Natural-language object grounding data
★ ★ ★ ★
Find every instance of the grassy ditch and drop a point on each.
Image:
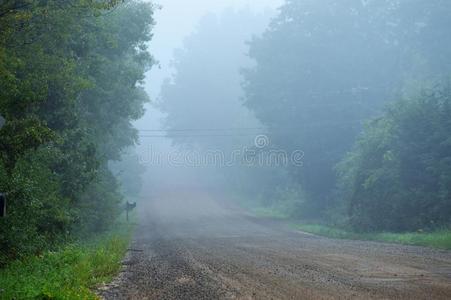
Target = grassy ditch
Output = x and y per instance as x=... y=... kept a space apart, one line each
x=69 y=273
x=440 y=239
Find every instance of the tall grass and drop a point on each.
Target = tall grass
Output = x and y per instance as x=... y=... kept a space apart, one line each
x=70 y=273
x=440 y=239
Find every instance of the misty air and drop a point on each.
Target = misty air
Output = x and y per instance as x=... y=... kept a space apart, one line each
x=226 y=149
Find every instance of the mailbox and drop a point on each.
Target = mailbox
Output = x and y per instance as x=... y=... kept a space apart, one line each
x=2 y=205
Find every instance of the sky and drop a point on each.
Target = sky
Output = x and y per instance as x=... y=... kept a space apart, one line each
x=175 y=21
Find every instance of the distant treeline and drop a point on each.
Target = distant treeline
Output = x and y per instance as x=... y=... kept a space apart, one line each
x=70 y=78
x=327 y=67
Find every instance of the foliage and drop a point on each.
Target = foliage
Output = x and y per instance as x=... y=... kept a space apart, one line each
x=71 y=74
x=398 y=175
x=440 y=239
x=323 y=67
x=69 y=273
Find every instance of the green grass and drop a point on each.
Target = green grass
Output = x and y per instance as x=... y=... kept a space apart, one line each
x=440 y=239
x=70 y=273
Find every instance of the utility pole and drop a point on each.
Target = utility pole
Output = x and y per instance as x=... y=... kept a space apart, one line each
x=2 y=205
x=2 y=195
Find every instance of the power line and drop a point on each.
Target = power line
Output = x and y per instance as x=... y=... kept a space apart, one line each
x=200 y=129
x=197 y=136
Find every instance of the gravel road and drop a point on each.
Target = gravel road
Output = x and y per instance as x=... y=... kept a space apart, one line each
x=189 y=247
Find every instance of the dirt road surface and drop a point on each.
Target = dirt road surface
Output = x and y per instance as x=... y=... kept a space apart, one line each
x=190 y=247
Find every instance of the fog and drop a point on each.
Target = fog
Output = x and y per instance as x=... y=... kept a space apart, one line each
x=275 y=105
x=225 y=149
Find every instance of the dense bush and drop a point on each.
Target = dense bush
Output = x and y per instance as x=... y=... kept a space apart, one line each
x=70 y=77
x=398 y=177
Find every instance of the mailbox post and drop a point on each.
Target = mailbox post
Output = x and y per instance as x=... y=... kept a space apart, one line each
x=129 y=207
x=2 y=205
x=2 y=195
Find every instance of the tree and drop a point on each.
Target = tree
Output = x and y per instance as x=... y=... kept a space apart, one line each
x=398 y=175
x=322 y=68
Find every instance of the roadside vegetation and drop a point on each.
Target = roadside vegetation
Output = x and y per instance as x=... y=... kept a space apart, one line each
x=72 y=272
x=439 y=239
x=71 y=75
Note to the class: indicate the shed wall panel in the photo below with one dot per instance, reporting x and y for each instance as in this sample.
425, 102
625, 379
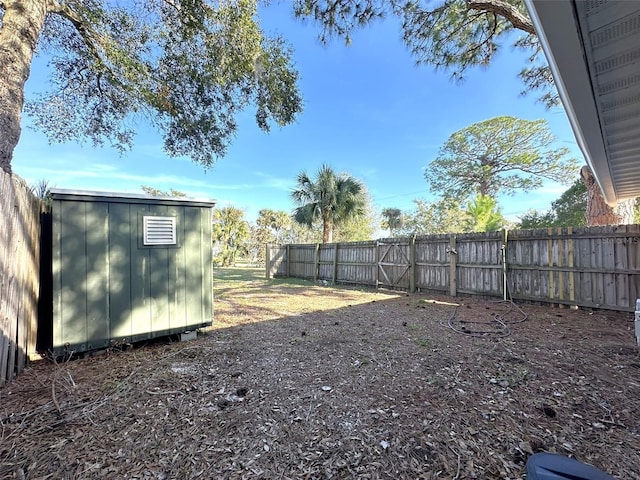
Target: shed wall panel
97, 275
120, 284
110, 287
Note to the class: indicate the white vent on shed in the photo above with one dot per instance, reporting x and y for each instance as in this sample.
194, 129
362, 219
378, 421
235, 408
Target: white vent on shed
159, 230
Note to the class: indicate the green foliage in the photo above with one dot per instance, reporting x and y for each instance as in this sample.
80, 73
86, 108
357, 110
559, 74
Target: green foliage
454, 35
190, 67
270, 228
483, 215
567, 211
156, 192
537, 219
358, 228
501, 155
442, 216
393, 220
230, 235
329, 198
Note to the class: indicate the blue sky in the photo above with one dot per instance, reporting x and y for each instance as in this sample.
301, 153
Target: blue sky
368, 111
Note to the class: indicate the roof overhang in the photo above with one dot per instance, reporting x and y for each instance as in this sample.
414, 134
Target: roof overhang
593, 49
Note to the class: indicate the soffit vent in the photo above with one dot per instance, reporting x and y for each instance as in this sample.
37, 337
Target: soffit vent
592, 6
617, 61
615, 31
159, 230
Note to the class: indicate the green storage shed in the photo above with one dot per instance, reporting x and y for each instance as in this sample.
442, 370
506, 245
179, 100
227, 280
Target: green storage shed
126, 268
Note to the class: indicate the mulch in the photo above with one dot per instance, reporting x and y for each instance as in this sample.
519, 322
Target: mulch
415, 387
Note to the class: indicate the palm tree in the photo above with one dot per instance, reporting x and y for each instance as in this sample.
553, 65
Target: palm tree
393, 220
329, 197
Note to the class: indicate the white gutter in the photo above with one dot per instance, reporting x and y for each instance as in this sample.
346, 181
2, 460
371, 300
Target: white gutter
561, 40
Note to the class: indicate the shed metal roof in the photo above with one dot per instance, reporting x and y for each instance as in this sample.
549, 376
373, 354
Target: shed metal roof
593, 48
119, 197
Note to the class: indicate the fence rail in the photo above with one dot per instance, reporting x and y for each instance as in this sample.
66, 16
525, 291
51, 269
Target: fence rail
596, 267
19, 274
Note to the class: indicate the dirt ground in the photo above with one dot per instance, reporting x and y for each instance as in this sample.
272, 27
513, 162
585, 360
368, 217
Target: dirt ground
303, 381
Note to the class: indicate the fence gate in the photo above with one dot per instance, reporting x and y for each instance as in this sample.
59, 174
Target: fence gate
394, 265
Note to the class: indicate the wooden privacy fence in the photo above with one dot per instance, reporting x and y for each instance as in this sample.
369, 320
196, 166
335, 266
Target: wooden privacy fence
594, 267
19, 274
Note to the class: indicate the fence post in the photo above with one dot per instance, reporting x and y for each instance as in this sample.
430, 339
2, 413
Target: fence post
453, 261
637, 323
267, 261
505, 292
288, 261
316, 268
335, 264
377, 264
570, 254
412, 264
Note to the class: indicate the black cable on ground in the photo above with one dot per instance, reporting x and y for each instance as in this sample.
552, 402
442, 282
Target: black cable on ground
500, 323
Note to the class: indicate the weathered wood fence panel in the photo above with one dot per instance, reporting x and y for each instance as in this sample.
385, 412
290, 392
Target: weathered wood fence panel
595, 267
394, 265
433, 258
19, 274
479, 263
591, 267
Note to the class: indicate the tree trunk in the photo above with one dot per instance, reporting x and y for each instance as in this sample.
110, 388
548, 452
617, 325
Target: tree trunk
598, 212
327, 230
22, 23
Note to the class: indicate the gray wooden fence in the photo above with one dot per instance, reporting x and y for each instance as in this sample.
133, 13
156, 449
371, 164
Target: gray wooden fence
19, 274
596, 267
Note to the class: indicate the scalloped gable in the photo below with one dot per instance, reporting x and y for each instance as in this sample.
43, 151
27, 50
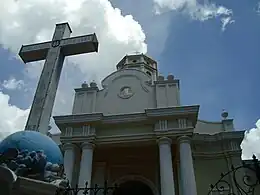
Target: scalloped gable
209, 127
125, 91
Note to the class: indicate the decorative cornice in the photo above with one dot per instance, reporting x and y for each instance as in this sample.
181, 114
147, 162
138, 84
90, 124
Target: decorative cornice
184, 139
88, 89
164, 140
69, 146
190, 112
87, 145
218, 136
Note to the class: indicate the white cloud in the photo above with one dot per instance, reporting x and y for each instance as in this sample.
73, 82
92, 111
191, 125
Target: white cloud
197, 11
250, 141
31, 21
12, 84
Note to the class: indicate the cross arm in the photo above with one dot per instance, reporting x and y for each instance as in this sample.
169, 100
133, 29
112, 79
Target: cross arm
79, 45
34, 52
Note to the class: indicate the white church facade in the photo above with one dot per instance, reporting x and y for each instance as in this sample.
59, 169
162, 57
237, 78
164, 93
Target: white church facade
135, 132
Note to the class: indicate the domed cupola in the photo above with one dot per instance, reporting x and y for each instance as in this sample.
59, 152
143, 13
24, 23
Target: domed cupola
140, 62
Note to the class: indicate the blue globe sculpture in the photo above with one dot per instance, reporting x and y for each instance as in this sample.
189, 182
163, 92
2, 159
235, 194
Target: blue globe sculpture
33, 141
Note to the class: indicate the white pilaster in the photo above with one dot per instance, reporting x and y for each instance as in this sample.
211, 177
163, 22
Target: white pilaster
188, 182
69, 160
86, 164
166, 170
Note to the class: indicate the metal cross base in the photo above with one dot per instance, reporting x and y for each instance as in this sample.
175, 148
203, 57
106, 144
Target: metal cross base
74, 191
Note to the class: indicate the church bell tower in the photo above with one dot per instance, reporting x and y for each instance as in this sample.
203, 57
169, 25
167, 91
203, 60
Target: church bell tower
140, 62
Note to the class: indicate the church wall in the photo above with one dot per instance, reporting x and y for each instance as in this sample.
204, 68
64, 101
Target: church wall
125, 130
121, 163
205, 127
166, 94
109, 100
84, 101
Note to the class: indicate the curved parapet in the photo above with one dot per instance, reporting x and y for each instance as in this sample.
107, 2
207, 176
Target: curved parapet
207, 127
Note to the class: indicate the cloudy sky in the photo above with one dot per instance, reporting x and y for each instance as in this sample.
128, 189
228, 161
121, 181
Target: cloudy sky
211, 46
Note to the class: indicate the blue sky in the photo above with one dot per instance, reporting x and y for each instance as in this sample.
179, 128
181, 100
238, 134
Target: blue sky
217, 69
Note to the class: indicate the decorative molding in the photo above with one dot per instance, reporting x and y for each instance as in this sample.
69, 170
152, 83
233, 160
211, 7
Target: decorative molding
87, 145
184, 139
163, 125
125, 92
191, 113
164, 140
88, 130
68, 146
183, 123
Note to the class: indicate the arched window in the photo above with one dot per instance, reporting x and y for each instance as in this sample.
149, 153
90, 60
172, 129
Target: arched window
147, 72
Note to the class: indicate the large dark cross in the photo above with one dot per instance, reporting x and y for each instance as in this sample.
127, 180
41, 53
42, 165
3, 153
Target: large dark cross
53, 52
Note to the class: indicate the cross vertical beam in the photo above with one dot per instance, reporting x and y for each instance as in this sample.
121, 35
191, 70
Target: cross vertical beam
54, 53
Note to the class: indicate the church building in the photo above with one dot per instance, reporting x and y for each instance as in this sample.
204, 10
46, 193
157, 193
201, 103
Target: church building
133, 131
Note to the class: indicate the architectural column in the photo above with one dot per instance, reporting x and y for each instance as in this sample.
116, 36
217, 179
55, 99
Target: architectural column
69, 160
188, 182
86, 164
166, 170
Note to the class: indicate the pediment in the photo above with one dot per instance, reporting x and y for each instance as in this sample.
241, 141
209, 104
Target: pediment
127, 73
125, 91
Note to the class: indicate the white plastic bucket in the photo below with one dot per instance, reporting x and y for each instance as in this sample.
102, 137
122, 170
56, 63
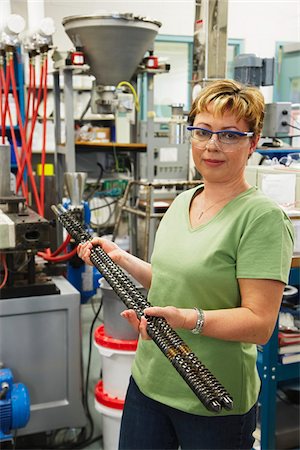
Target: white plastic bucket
115, 325
117, 358
111, 410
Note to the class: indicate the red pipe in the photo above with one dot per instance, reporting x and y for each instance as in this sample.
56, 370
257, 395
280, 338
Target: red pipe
43, 158
23, 137
6, 81
62, 246
13, 135
57, 259
29, 93
29, 141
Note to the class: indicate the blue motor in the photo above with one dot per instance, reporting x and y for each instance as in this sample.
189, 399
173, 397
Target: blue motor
14, 405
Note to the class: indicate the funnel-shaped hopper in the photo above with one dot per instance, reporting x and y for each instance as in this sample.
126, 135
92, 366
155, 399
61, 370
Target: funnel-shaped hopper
75, 182
113, 44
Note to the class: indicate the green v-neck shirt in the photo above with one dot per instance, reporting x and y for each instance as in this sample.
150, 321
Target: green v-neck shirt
250, 237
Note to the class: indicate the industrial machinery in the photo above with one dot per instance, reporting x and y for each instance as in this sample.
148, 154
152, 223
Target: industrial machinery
202, 382
83, 277
14, 405
123, 93
45, 351
252, 70
23, 233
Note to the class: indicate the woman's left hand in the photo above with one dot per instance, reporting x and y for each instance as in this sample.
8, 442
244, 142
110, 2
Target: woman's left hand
176, 318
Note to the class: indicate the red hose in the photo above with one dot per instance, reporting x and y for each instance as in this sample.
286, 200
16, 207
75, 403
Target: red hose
62, 246
57, 259
43, 158
6, 80
23, 137
3, 262
30, 92
13, 135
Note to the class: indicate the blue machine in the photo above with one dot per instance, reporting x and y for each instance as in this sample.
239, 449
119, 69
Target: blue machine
★ ★ ★ ★
### [ABOUT THIS TASK]
A single number is the whole answer: report how many lines in the data above include the word "treeline".

### [WRITTEN ANSWER]
2